→ **REQUEST**
Copy each of the records below verbatim, changing nothing.

====================

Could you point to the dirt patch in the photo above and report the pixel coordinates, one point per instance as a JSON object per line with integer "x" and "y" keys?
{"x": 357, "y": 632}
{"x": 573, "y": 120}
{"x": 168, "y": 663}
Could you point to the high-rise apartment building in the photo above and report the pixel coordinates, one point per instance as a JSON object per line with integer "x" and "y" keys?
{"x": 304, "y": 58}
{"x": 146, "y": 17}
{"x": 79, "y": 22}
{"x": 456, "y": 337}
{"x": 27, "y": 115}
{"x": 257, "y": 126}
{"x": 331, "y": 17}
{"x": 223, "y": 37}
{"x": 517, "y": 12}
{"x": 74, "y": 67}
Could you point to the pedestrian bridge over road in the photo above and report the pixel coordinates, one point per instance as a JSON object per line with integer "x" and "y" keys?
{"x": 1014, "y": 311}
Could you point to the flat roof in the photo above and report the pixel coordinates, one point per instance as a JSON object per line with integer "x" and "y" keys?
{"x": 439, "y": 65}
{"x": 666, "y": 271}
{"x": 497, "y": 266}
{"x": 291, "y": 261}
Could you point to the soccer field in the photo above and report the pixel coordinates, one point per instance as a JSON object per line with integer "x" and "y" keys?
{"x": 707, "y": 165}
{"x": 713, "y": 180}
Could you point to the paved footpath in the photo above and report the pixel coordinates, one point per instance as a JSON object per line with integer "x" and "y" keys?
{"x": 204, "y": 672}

====================

→ **RESPONSE TO THIS TASK**
Could you point to the dirt patch in the photo above and report the pixel coordinates, one point per instance as a JSON object per line with integer "x" and "y" keys?
{"x": 357, "y": 632}
{"x": 573, "y": 120}
{"x": 168, "y": 663}
Could you point to the high-rise apartment building in the photo above and report the pixel coordinates, one point per instance as a JSON object per line with integer "x" and "y" keys?
{"x": 304, "y": 58}
{"x": 146, "y": 17}
{"x": 79, "y": 22}
{"x": 456, "y": 337}
{"x": 27, "y": 115}
{"x": 257, "y": 126}
{"x": 331, "y": 17}
{"x": 223, "y": 37}
{"x": 517, "y": 12}
{"x": 74, "y": 67}
Could you point to the pedestrian bridge over road in the photo above and report the pixel coordinates, one point per instance as a JSON object per line with integer "x" and "y" keys?
{"x": 1014, "y": 311}
Could you point to the flat roof in the photo above and report the pixel coordinates, one point per instance as a JSON object per line with integer "x" and "y" keys?
{"x": 439, "y": 65}
{"x": 666, "y": 271}
{"x": 497, "y": 266}
{"x": 291, "y": 261}
Could you point to the soccer field in the photo above and report the pixel coordinates, one point per instance as a JSON object per line with integer "x" and "y" keys?
{"x": 707, "y": 165}
{"x": 713, "y": 180}
Could you point to the paved footpath in the photo above and report the pixel coordinates, one point per instance as a JSON object per line with integer "x" and "y" keys?
{"x": 204, "y": 672}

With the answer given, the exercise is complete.